§ Text segment
- - - - -

Below is another example.

In [62]:
s[5:8]

'ing'

Omitting the number on the **left** side of the `:` implies "start counting at zero"; omitting the number on the **right** side of the `:` implies "stop counting at the end."

In [63]:
s[:10]

'a string o'

In [64]:
s[10:]

'f words'

ðŸ™Š

**Note**: All this stuff can be combined. So the following cell says to start five steps back from the end, and then count to the end.

In [65]:
s[-5:]

'words'

Remember:
* If either number is omitted in a range, it is assumed to be the beginning or end of the sequence
* The brackets are inclusive on the left but exclusive on the right

# 4. Mutable vs. Immutable

* The value of some objects can change
* Objects whose value can change are said to be "mutable"; objects whose value is unchangeable once they are created are called "immutable"
* An object's mutability is determined by its type
* Numbers, strings and tuples are immutable
* Dictionaries, sets and lists are mutable (we will get to these later in this Notebook)

In [66]:
s

'a string of words'

In [67]:
s[3]

't'

We can ask python to tell us what is in the `3` slot of a string, but we cannot change what is in the `3` slot.

In [68]:
s[3] = 'p'

TypeError: 'str' object does not support item assignment

The string is immutable, but that doesn't mean that the variable `s` cannot be reassigned to a different string.

In [69]:
s = 'a spring of words'
s

'a spring of words'

# 5. Lists

### Characteristics
* Flexible sequence object
 * Heterogeneous elements (recall strings only hold alphanumeric characters)
 * Nestable (you can put a list in a list)
* Ordered -> elements indexed from 0 to n-1
* Mutable (modifiable)
* Examples
 * Courses you've taken in grad school (i.e., you still have more courses to take, so you need a container that can be added to)
 * Points scored in each Seminoles football game in 2019 (i.e., the team has only played two games so far this season, more games will be added)
 * To do items (i.e., items are being added and removed from a to do list)

- - - - -

§ Entries shown

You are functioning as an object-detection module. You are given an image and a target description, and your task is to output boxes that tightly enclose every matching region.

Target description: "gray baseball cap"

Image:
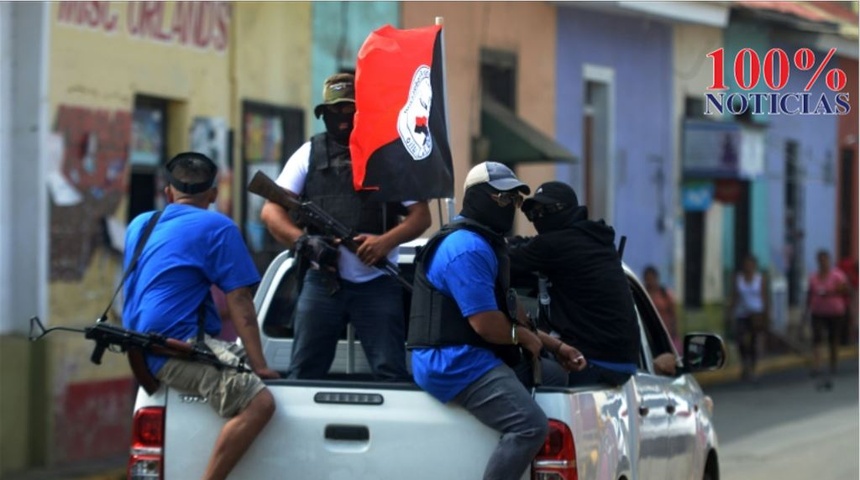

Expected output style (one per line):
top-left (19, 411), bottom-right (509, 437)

top-left (463, 162), bottom-right (531, 195)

- - - - -

§ Task list
[a] Reproduce verbatim the stretch of the Python notebook excerpt from "### Characteristics" through "be added to)".
[b] Do the following statements agree with the Python notebook excerpt? Answer yes or no for each and quote the words that decide it.
(i) Numbers, strings and tuples are mutable.
(ii) Whether an object is mutable depends on its type.
(iii) A list can be placed inside another list.
[c] Name every type of object that the Python notebook excerpt calls immutable.

§ Solved problems
[a]
### Characteristics
* Flexible sequence object
 * Heterogeneous elements (recall strings only hold alphanumeric characters)
 * Nestable (you can put a list in a list)
* Ordered -> elements indexed from 0 to n-1
* Mutable (modifiable)
* Examples
 * Courses you've taken in grad school (i.e., you still have more courses to take, so you need a container that can be added to)

[b]
(i) No: "Numbers, strings and tuples are immutable"
(ii) Yes: "An object's mutability is determined by its type"
(iii) Yes: "Nestable (you can put a list in a list)"

[c] Numbers, strings, tuples